* [Exercise details] Could you quote, exactly as they stand, the lines running from the one with "of the support" to the final line of the material?

(Point placement records)
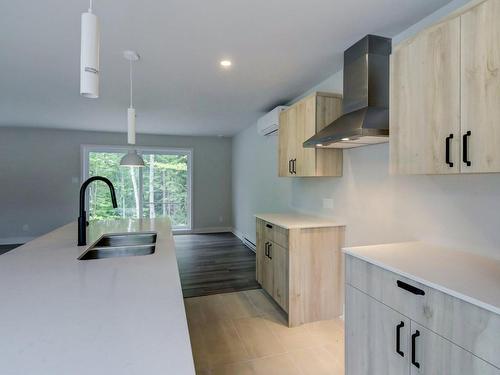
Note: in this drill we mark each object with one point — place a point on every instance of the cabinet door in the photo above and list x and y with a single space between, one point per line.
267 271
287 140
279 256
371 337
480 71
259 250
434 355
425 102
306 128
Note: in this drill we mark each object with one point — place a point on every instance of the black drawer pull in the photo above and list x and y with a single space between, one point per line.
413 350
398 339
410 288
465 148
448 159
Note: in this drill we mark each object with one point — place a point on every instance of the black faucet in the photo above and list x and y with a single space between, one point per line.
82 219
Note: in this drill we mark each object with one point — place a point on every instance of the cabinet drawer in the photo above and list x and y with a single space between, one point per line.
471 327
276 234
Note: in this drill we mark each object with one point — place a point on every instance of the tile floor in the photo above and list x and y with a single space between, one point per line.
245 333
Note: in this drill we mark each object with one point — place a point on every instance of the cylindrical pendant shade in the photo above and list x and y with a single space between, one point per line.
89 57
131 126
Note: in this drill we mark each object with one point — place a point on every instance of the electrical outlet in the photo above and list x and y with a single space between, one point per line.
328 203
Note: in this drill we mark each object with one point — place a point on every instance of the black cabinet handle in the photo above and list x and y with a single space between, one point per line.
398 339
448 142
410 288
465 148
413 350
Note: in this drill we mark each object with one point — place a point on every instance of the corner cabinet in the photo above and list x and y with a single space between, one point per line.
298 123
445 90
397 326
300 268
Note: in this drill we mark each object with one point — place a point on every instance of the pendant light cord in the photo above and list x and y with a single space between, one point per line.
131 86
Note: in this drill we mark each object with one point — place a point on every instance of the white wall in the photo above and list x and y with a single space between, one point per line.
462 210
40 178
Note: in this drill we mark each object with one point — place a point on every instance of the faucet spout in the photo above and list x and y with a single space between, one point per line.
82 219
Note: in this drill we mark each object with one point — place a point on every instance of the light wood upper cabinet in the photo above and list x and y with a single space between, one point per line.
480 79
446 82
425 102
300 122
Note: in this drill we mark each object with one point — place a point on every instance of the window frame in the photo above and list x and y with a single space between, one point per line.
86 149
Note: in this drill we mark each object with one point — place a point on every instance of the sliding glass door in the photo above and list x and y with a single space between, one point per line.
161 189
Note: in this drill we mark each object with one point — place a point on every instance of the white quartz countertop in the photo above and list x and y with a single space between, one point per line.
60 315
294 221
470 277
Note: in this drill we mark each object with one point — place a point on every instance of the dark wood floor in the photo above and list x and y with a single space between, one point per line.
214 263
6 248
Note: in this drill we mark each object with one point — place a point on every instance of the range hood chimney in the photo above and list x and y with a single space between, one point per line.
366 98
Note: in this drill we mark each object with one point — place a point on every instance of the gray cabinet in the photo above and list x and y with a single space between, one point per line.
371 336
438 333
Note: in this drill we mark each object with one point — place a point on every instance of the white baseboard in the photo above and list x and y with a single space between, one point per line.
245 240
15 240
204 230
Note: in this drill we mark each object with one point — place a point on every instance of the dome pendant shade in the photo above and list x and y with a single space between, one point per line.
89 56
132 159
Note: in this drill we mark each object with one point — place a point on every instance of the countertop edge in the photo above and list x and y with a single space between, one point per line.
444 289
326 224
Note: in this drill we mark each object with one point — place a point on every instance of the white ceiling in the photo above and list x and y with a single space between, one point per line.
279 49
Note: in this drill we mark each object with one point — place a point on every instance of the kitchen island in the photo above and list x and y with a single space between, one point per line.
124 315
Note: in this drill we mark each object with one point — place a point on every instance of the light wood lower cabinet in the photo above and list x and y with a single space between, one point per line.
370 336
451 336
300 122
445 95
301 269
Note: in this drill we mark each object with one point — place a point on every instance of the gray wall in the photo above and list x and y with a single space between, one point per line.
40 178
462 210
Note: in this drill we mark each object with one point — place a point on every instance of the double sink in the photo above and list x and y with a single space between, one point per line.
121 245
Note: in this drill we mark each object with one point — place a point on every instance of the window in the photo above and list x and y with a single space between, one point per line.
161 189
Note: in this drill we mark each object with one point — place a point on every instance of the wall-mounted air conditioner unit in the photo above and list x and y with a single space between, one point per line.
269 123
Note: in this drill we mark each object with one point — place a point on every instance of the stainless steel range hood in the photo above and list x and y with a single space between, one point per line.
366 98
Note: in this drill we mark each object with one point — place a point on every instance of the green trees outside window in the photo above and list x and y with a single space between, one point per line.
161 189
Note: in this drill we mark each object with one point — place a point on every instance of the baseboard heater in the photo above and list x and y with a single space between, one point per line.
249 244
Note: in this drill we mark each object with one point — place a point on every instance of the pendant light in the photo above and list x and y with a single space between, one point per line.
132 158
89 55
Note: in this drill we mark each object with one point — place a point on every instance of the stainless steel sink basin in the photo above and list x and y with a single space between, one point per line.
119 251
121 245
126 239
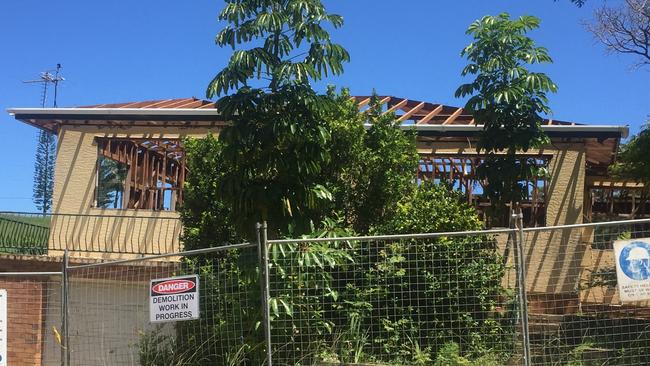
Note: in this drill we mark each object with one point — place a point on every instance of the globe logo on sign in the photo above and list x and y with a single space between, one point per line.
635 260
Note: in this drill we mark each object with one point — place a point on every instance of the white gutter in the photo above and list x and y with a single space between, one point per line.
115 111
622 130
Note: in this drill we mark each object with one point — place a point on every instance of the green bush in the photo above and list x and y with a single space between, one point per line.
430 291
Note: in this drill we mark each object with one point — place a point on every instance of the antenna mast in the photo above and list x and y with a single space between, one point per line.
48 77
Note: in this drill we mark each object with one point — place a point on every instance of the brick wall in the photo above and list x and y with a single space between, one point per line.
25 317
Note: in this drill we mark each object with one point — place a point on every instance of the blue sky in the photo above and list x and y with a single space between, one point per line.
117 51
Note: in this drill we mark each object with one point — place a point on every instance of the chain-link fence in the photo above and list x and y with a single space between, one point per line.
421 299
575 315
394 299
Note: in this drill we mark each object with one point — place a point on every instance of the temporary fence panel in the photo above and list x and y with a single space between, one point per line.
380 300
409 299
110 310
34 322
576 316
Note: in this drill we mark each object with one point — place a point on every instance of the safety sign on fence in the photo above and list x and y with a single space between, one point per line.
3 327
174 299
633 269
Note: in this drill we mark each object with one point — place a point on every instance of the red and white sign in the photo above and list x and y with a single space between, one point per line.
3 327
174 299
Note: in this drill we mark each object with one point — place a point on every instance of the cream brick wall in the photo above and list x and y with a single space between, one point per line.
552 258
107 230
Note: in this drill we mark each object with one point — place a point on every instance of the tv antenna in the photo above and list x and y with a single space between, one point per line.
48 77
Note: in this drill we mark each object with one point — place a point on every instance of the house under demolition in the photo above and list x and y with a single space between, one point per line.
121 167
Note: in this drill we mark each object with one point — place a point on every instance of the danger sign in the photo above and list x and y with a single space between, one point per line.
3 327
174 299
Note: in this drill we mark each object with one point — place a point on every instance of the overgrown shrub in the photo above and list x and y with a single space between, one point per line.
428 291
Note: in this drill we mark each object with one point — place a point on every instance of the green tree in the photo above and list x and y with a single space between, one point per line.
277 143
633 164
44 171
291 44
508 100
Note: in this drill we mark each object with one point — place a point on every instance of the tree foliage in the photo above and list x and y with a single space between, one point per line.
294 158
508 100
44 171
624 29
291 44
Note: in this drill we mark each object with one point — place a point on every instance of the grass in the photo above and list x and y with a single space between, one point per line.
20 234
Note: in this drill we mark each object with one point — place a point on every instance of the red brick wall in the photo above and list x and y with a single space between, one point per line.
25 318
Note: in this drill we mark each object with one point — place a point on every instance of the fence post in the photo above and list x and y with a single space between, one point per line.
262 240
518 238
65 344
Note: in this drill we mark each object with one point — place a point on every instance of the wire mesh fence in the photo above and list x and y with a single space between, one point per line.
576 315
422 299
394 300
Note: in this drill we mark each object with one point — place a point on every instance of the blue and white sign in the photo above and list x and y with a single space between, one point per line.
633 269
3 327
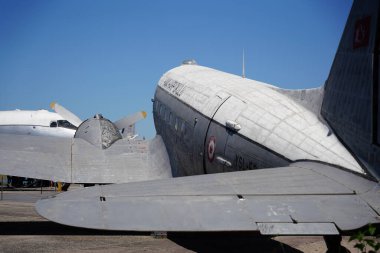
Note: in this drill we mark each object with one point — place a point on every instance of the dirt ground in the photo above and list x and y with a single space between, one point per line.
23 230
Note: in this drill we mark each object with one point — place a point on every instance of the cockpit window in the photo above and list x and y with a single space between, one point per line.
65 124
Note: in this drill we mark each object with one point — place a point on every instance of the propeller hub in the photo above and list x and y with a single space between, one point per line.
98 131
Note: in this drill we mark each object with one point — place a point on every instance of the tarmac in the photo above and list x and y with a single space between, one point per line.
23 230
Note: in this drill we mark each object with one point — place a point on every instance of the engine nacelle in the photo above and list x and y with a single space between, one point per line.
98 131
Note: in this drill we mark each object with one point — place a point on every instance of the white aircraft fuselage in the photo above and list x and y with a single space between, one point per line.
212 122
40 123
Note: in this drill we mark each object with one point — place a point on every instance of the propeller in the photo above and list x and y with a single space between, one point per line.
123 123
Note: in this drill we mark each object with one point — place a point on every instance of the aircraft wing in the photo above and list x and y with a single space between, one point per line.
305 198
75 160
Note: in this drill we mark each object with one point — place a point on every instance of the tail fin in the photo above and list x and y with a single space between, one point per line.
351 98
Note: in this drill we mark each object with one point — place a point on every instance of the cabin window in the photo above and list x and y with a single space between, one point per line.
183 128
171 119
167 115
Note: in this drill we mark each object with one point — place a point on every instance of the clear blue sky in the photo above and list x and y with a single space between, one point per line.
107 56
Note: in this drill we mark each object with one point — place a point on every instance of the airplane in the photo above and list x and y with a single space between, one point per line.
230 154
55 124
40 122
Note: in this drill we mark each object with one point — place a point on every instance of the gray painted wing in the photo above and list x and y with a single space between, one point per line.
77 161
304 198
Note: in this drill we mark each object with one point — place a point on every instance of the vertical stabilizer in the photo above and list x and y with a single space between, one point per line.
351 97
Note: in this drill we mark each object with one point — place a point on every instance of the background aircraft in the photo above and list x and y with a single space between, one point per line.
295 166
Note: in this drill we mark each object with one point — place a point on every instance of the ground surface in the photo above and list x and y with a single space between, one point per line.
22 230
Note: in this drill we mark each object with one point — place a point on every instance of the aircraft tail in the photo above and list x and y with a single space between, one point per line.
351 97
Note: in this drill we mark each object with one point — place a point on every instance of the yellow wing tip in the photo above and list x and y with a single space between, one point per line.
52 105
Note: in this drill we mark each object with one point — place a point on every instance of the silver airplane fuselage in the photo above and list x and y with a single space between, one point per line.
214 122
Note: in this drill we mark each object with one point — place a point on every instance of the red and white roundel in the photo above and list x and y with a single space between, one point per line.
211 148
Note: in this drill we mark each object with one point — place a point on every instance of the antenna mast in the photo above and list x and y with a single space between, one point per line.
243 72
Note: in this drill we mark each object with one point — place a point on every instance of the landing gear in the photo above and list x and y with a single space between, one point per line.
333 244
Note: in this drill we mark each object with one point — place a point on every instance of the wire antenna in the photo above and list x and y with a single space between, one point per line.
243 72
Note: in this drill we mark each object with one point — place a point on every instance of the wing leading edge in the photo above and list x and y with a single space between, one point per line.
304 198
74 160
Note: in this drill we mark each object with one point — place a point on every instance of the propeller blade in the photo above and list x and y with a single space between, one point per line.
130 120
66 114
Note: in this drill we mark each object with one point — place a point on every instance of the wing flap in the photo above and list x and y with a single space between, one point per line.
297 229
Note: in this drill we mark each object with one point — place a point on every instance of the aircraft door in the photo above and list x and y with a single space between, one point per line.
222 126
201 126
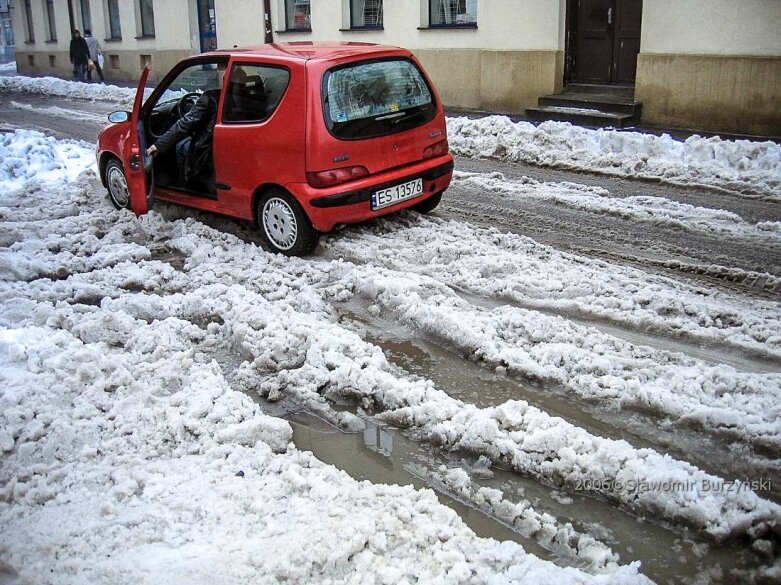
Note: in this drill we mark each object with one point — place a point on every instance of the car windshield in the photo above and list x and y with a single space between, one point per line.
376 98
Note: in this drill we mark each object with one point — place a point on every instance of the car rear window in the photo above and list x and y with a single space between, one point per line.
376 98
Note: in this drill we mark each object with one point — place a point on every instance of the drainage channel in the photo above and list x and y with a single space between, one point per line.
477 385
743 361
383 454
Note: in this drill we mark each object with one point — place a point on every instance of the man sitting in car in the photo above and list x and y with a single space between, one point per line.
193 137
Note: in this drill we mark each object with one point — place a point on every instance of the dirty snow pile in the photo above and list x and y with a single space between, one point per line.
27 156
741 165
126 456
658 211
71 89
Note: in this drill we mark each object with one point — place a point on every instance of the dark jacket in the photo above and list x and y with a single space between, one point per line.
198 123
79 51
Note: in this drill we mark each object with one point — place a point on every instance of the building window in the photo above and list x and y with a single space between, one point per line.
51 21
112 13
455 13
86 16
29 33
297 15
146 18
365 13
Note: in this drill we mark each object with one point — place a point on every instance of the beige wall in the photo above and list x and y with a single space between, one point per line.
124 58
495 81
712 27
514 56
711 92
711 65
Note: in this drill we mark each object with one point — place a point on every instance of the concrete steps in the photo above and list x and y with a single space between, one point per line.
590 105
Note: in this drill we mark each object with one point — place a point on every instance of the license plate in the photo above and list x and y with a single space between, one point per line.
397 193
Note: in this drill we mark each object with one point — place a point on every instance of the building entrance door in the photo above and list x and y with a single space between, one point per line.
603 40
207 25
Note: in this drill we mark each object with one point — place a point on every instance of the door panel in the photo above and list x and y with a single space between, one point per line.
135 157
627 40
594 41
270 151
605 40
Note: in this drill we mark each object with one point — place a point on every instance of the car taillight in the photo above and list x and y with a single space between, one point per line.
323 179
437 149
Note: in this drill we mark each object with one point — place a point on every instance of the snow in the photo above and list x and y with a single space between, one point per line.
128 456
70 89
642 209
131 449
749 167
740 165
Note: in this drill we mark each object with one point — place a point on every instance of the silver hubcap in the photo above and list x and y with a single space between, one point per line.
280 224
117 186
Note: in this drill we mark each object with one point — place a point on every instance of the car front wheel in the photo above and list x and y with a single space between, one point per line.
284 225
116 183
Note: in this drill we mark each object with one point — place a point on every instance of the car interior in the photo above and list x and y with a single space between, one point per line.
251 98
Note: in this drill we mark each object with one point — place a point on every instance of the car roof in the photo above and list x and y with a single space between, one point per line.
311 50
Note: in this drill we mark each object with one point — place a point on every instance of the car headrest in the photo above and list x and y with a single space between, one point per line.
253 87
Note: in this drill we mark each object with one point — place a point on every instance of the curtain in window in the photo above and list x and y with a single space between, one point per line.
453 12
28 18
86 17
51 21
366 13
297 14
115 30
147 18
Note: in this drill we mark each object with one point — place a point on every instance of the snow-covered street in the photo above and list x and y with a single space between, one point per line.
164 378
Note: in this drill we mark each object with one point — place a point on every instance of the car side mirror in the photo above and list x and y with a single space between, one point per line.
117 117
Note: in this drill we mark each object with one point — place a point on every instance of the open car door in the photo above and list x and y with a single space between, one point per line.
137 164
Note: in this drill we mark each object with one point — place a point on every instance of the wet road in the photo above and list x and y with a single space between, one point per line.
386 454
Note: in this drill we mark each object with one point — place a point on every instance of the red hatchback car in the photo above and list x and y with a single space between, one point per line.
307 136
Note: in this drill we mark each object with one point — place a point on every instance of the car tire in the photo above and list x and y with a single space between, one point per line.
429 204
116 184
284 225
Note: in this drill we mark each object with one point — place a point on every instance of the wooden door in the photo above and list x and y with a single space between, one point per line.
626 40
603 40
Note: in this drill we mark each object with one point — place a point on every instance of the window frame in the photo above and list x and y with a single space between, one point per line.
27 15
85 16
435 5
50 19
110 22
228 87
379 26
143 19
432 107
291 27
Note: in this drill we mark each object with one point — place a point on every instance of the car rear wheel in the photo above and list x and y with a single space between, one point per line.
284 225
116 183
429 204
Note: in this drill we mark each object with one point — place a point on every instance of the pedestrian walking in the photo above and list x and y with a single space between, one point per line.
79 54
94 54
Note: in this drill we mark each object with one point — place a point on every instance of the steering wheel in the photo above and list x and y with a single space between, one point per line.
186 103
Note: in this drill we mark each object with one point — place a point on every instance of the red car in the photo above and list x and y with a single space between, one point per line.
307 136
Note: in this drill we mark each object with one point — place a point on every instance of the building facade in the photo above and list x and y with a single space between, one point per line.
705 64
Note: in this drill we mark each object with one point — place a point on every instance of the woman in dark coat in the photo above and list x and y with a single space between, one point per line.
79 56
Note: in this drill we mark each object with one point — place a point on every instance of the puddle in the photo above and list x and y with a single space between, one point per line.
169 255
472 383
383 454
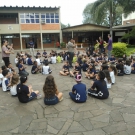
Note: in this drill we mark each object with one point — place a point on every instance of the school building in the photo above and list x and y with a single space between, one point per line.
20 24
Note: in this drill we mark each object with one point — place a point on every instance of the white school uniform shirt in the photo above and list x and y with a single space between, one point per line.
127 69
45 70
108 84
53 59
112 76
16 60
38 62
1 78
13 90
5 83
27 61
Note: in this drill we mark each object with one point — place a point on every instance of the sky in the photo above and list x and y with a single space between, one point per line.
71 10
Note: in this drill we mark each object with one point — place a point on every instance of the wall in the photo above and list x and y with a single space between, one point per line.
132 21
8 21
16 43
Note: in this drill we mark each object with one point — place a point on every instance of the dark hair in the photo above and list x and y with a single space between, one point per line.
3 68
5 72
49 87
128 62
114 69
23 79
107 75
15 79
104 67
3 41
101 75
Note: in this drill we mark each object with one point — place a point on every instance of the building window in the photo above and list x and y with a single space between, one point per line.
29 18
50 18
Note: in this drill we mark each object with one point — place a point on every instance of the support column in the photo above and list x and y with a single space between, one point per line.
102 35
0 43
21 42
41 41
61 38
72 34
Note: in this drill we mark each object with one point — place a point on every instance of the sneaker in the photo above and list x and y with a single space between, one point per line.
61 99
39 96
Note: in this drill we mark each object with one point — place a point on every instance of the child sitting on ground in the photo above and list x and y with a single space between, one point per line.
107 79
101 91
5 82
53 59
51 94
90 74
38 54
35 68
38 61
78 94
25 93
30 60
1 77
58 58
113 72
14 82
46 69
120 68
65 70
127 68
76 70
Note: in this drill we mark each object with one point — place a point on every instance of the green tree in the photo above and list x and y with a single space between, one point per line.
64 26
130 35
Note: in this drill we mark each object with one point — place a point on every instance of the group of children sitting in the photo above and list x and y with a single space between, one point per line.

* [Full response]
Note: in this drill we mark each object with one point — place a point on every instance of the support column in the photo above and list x and y with a single space between, one point per line.
102 35
0 43
21 42
41 41
61 38
72 34
Note: in this drill we mark each object with one point — place a point on every instance of the sneaker in the photo above and list x and y with a single space between, one point per line.
61 99
39 96
Note: in this drill we mark each object with one point — place a point on every instance of the child sitting on ground in the photo above and list x and y with a single space between, one point per line.
107 79
101 91
5 82
53 59
51 94
90 74
38 54
35 68
38 61
78 94
25 93
30 60
1 77
58 58
113 72
14 82
46 69
120 68
65 70
127 68
76 70
Note: in this drill we mark each object with one point — place a point on every instance of the green tree in the photo above and list x and y with a single space between, one point per line.
64 26
130 35
Note: in this drill we mark each object with one point — place a point on every instance of the group of children sitting in the photo above and list x and y with a single space between, one point per line.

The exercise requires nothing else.